=== Your objective ===
Retype the portion of the text on drug-related deaths below from "In 2014, the" to "in polydrug poisonings.".

=== Exercise text ===
= = =

In 2014, the number of drug-induced deaths fell slightly to 214, compared with 223 deaths in 2013. The majority of those who died were male, aged in their thirties. Opiates were the most common drug associated with drug-induced deaths as per the EMCDDA Filter D inclusion criteria. Other prescription drugs are very commonly implicated in polydrug deaths. In 2014, despite the overall small decrease in drug-induced deaths, the number of deaths where methadone, heroin, cocaine and MDMA were implicated rose. This is most likely a reflection of the increase in polydrug poisonings.

 

Data on drug-related acute emergencies in the Irish context refer to all admissions to acute general hospitals with non-fatal overdoses and are extracted from the Hospital In-Patient Enquiry (HIPE) scheme.

 

Incidences of newly diagnosed HIV, Hepatitis B (HBV) and Hepatitis C (HCV) cases are notified to the Health Protection Surveillance Centre (HPSC). Notification data for 2015 are included in this workbook.

= = =

=== Information shown ===
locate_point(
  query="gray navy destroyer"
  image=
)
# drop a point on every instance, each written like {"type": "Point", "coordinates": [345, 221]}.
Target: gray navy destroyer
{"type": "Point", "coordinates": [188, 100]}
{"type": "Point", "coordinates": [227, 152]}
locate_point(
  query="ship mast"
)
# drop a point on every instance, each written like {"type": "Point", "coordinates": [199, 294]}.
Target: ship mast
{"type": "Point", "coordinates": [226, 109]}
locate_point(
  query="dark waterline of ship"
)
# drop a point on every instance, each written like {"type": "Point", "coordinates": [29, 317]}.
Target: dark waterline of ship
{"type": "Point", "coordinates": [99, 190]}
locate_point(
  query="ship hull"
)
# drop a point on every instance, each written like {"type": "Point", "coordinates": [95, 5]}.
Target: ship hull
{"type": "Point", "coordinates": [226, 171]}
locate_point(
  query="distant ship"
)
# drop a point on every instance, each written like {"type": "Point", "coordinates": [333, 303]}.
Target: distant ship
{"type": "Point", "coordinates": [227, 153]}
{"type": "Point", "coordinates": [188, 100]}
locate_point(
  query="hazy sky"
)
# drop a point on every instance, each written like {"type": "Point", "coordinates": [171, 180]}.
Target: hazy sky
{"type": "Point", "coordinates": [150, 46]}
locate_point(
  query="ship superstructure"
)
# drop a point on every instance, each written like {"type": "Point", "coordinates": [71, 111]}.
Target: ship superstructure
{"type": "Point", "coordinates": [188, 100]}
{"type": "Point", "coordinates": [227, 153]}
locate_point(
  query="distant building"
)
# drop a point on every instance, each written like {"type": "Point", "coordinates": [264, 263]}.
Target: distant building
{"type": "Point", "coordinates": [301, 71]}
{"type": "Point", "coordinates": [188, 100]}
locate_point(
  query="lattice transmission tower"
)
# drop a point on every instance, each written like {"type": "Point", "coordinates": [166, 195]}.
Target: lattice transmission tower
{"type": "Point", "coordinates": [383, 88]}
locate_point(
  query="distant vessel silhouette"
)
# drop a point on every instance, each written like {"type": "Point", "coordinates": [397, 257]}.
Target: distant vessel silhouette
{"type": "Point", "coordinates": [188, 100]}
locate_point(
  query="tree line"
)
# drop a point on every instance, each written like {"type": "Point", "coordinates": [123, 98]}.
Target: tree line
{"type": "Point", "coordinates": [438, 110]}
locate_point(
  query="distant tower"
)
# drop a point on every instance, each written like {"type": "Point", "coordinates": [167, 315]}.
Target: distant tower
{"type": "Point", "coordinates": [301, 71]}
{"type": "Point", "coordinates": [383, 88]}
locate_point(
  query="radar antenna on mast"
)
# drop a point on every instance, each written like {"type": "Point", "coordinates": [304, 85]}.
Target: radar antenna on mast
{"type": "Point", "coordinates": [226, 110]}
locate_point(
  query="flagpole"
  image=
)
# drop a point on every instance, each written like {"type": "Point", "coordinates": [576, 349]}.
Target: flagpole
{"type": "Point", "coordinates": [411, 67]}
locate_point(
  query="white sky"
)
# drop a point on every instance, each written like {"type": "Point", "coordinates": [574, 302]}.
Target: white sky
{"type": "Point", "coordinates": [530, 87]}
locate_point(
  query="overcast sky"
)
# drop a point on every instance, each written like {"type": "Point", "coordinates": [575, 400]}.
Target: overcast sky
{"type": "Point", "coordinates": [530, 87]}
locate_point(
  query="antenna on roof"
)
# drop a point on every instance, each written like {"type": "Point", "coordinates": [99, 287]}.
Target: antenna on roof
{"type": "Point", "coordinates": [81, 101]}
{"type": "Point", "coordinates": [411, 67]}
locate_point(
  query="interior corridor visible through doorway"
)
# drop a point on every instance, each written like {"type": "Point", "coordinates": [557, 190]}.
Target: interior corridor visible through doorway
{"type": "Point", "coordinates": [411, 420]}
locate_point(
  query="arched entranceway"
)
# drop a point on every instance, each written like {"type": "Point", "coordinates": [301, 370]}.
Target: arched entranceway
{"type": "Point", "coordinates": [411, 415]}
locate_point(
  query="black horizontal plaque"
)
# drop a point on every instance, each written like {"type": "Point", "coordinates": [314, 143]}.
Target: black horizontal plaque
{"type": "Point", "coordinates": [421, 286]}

= = =

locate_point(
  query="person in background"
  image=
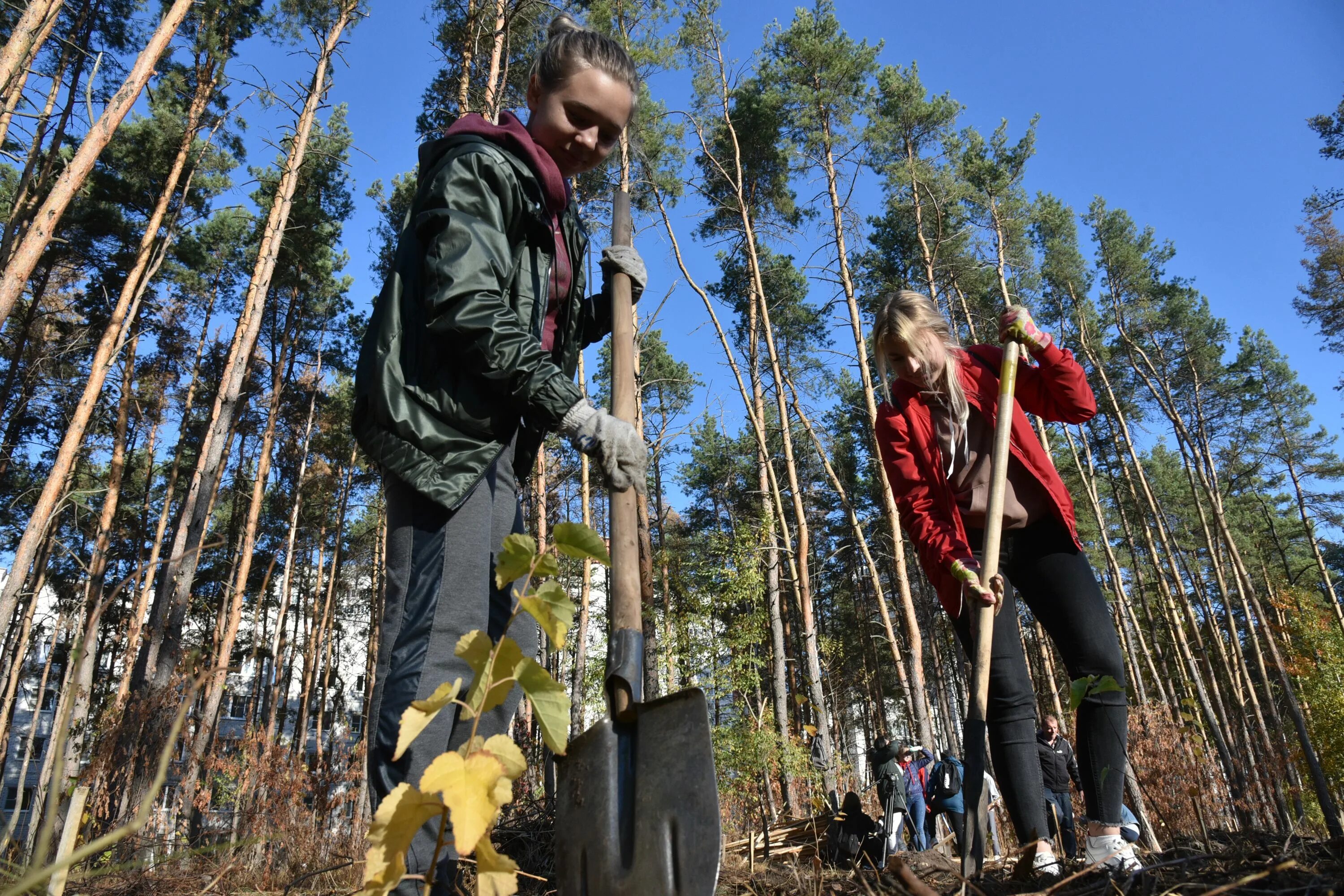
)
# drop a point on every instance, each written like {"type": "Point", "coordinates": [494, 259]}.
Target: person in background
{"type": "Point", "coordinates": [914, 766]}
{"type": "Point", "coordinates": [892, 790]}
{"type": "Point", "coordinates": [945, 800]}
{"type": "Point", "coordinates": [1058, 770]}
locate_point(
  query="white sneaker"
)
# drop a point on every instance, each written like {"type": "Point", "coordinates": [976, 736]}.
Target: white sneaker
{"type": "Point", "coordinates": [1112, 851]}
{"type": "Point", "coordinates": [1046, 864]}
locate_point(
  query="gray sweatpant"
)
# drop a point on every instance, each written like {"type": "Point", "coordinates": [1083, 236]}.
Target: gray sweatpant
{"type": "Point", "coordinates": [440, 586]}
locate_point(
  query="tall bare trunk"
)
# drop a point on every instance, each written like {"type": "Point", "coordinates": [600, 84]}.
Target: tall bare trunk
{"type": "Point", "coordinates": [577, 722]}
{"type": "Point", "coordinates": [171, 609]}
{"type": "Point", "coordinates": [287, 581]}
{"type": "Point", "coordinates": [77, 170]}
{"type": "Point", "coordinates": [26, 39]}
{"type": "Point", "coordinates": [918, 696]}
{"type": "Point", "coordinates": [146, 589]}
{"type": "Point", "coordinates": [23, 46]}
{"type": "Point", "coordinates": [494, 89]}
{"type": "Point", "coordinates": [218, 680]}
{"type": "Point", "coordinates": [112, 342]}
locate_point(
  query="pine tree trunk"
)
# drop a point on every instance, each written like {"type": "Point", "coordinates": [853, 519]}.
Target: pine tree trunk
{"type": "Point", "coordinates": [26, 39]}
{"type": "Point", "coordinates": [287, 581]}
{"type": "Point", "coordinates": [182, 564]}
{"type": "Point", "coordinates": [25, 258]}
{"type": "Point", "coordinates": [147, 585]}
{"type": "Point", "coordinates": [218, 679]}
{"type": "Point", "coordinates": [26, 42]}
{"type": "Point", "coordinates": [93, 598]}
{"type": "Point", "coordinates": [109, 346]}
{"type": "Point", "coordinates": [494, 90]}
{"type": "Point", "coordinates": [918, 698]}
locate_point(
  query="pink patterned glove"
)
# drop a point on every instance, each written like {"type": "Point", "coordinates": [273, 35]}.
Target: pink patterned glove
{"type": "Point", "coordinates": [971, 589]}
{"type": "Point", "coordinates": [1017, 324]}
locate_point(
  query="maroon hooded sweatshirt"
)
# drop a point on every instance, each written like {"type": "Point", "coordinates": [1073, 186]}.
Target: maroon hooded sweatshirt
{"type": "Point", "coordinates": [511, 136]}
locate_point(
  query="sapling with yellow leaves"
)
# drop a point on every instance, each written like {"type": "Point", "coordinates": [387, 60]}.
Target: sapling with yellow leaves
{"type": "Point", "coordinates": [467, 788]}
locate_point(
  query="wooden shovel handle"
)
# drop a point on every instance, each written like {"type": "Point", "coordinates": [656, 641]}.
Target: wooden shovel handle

= = =

=== Completed task ===
In 2014, the number of drug-induced deaths fell slightly to 214, compared with 223 deaths in 2013. The majority of those who died were male, aged in their thirties. Opiates were the most common drug associated with drug-induced deaths as per the EMCDDA Filter D inclusion criteria. Other prescription drugs are very commonly implicated in polydrug deaths. In 2014, despite the overall small decrease in drug-induced deaths, the number of deaths where methadone, heroin, cocaine and MDMA were implicated rose. This is most likely a reflection of the increase in polydrug poisonings.